START Given information
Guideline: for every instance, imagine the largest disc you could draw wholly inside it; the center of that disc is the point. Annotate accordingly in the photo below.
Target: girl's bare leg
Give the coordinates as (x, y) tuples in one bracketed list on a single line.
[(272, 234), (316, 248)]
END Given information
START Given information
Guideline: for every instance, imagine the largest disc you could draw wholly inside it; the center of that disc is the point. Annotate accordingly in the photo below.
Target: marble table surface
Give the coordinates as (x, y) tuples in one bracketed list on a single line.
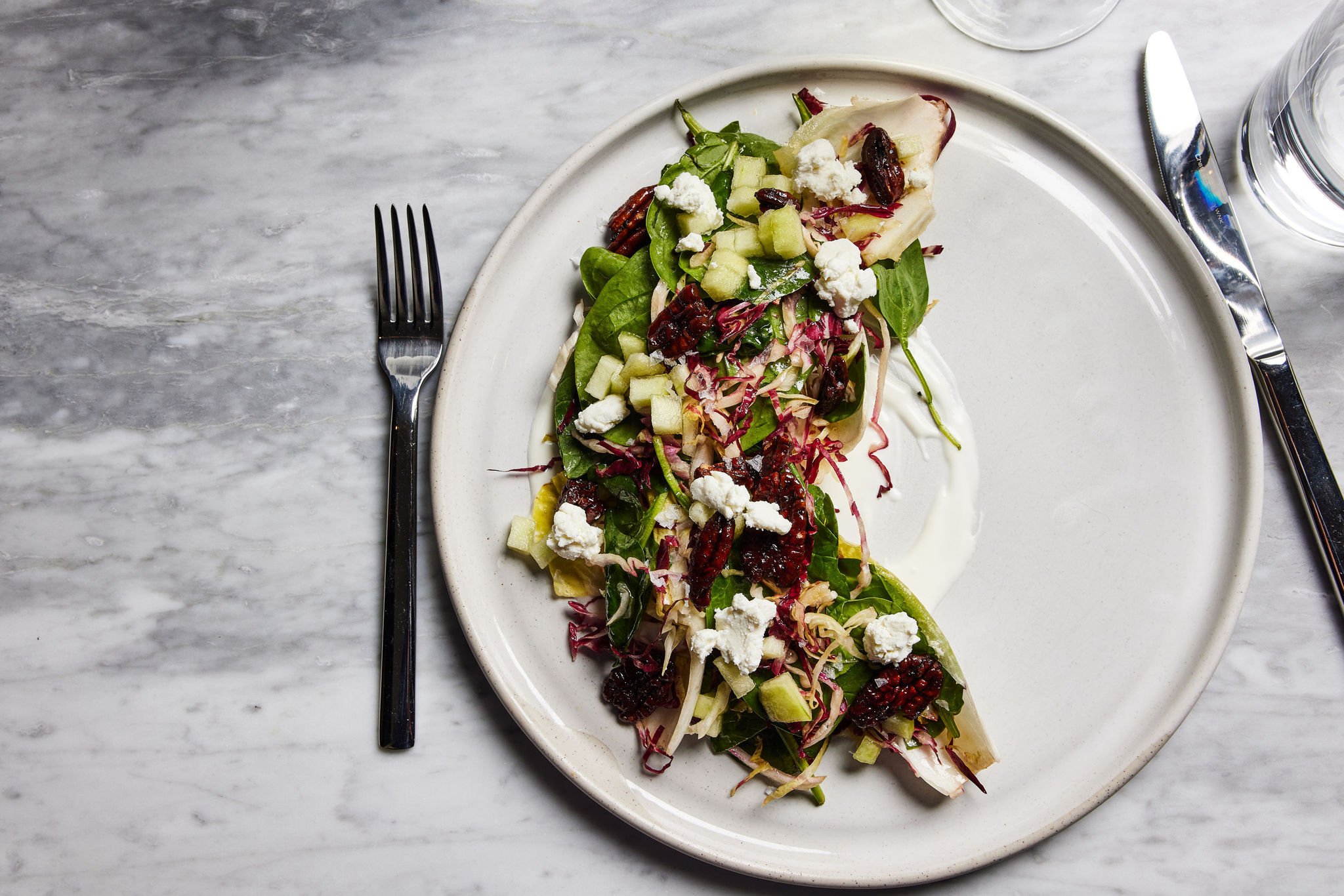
END Given information
- [Exercise] Every line in the listing that holds the string "Target" should be copied out.

- [Written response]
Target: girl's bare leg
Target: marble table surface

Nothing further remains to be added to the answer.